## Task prompt
Turn the lines of the entries below into a JSON list of strings, one string per line, leaving out blank lines and the pictures.

--------

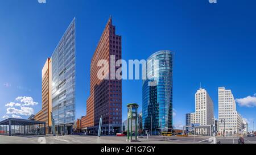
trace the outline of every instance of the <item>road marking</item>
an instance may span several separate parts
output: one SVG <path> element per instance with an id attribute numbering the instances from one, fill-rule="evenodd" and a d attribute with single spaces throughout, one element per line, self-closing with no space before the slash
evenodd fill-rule
<path id="1" fill-rule="evenodd" d="M 198 143 L 202 143 L 202 142 L 204 142 L 204 141 L 207 141 L 207 140 L 209 140 L 209 139 L 203 140 L 202 140 L 202 141 L 199 141 Z"/>
<path id="2" fill-rule="evenodd" d="M 250 140 L 247 140 L 246 138 L 245 138 L 245 140 L 248 141 L 250 143 L 256 143 L 256 141 L 250 141 Z"/>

--------

## Written solution
[
  "trace the outline of every instance of the <item>road marking</item>",
  "an instance may span several separate parts",
  "output: one SVG <path> element per instance with an id attribute numbering the instances from one, fill-rule=\"evenodd\" and a d attribute with single spaces throughout, one element per line, self-closing with no space before the slash",
  "evenodd fill-rule",
  "<path id=\"1\" fill-rule=\"evenodd\" d=\"M 198 143 L 202 143 L 202 142 L 204 142 L 204 141 L 207 141 L 207 140 L 209 140 L 209 139 L 203 140 L 202 140 L 202 141 L 199 141 Z\"/>",
  "<path id=\"2\" fill-rule=\"evenodd\" d=\"M 250 140 L 247 140 L 246 138 L 245 138 L 245 140 L 248 141 L 250 143 L 256 143 L 256 141 L 250 141 Z\"/>"
]